%%

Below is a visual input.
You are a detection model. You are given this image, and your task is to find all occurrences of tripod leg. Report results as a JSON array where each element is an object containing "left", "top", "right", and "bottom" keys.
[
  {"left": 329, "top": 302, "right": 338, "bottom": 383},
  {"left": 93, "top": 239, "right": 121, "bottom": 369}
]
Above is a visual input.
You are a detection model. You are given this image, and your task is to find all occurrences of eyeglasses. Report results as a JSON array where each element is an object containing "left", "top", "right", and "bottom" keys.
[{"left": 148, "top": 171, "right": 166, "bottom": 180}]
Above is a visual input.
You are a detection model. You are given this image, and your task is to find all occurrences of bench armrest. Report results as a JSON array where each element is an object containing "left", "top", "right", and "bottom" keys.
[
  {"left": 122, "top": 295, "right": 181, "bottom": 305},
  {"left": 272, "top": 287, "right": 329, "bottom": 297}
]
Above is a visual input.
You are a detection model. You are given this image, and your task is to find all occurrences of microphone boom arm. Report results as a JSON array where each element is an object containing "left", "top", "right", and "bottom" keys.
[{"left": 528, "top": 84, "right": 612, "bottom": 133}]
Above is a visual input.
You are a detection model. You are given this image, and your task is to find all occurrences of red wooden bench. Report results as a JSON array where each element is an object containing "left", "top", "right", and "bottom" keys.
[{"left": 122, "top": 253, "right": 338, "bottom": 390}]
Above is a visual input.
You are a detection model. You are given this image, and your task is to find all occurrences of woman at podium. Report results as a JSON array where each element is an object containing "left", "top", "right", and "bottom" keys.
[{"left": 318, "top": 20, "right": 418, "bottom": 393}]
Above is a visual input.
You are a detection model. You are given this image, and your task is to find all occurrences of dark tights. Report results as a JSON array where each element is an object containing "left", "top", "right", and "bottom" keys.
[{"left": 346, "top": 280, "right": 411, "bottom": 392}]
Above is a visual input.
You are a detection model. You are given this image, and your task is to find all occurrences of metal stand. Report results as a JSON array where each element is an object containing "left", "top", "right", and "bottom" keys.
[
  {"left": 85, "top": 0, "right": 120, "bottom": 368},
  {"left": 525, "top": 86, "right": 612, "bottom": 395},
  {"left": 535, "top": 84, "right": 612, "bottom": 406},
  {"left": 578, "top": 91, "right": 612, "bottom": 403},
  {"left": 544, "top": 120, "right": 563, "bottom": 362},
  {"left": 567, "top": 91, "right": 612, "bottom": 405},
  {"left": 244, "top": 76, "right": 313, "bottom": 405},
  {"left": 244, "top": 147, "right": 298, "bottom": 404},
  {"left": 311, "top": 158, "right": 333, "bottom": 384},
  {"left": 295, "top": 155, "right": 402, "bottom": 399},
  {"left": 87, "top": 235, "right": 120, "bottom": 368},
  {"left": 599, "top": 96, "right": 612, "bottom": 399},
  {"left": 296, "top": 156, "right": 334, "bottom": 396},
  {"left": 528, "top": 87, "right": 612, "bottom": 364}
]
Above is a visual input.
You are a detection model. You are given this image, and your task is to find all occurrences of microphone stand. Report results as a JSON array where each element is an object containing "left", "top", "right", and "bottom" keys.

%%

• [What to do]:
Your task is to transcribe the material exactly.

• [Completed exercise]:
Below is a visual input.
You are a detection model. You are given this image, and your task is to find all occurrences of tripod leg. Report results as a JSON array where each element is an object containing "left", "top", "right", and "bottom" keys.
[
  {"left": 329, "top": 302, "right": 338, "bottom": 383},
  {"left": 93, "top": 239, "right": 121, "bottom": 369}
]
Above is a visual input.
You are a detection model. You are given this image, and your task is to find all occurrences of eyeglasses. Report results as a JSON array where each element is an object containing "left", "top", "right", and "bottom" keys.
[{"left": 148, "top": 171, "right": 166, "bottom": 180}]
Above is a visual input.
You are a detection model. You are given this image, and your task is to find all occurrences of bench armrest. Report results as a JSON array where each element is an object containing "left", "top", "right", and "bottom" keys.
[
  {"left": 122, "top": 295, "right": 181, "bottom": 305},
  {"left": 272, "top": 287, "right": 329, "bottom": 297}
]
Above is a visual input.
You are a detection model. You are given this image, and your task is to find all occurrences of microphone boom arm. Report results as a JSON array where each element is an object containing "left", "top", "right", and "bottom" keys.
[{"left": 528, "top": 84, "right": 612, "bottom": 133}]
Above is a visual input.
You are a detection model. You are given this image, and your task is to find all occurrences of red wooden bench. Report results as a JSON array where each element is an object containing "left", "top", "right", and "bottom" keys.
[{"left": 122, "top": 253, "right": 338, "bottom": 390}]
Above is a visual input.
You are a detection model. You are given this image, and your task is to find all occurrences of woman at podium. Report results as a JSON array where each element is an object containing "left", "top", "right", and "bottom" keys.
[{"left": 318, "top": 20, "right": 418, "bottom": 393}]
Above is a visual input.
You are a detection model. You are given this image, and your task is to find all occurrences of dark tights. Report results as a JSON array where each element is an object containing "left", "top", "right", and "bottom" keys.
[{"left": 346, "top": 280, "right": 411, "bottom": 392}]
Above is a visual input.
You are a detection model. You are given this image, and your task is to find all occurrences of metal stand. Report results as a JSON array where each element is an object containing "left", "top", "right", and "bottom" keys.
[
  {"left": 85, "top": 0, "right": 120, "bottom": 368},
  {"left": 525, "top": 86, "right": 612, "bottom": 395},
  {"left": 535, "top": 84, "right": 612, "bottom": 406},
  {"left": 578, "top": 91, "right": 612, "bottom": 403},
  {"left": 544, "top": 120, "right": 563, "bottom": 362},
  {"left": 567, "top": 91, "right": 612, "bottom": 405},
  {"left": 244, "top": 76, "right": 313, "bottom": 405},
  {"left": 244, "top": 147, "right": 298, "bottom": 404},
  {"left": 311, "top": 158, "right": 333, "bottom": 384},
  {"left": 295, "top": 155, "right": 402, "bottom": 399},
  {"left": 87, "top": 235, "right": 120, "bottom": 368},
  {"left": 599, "top": 96, "right": 612, "bottom": 399},
  {"left": 296, "top": 156, "right": 334, "bottom": 396},
  {"left": 528, "top": 87, "right": 612, "bottom": 364}
]
Above is a visual input.
You are a detection model. You are given this image, and your task is to find all occurrences of microphone stand. Report results as a JSON array where each element is an object containing "left", "top", "right", and "bottom" keys.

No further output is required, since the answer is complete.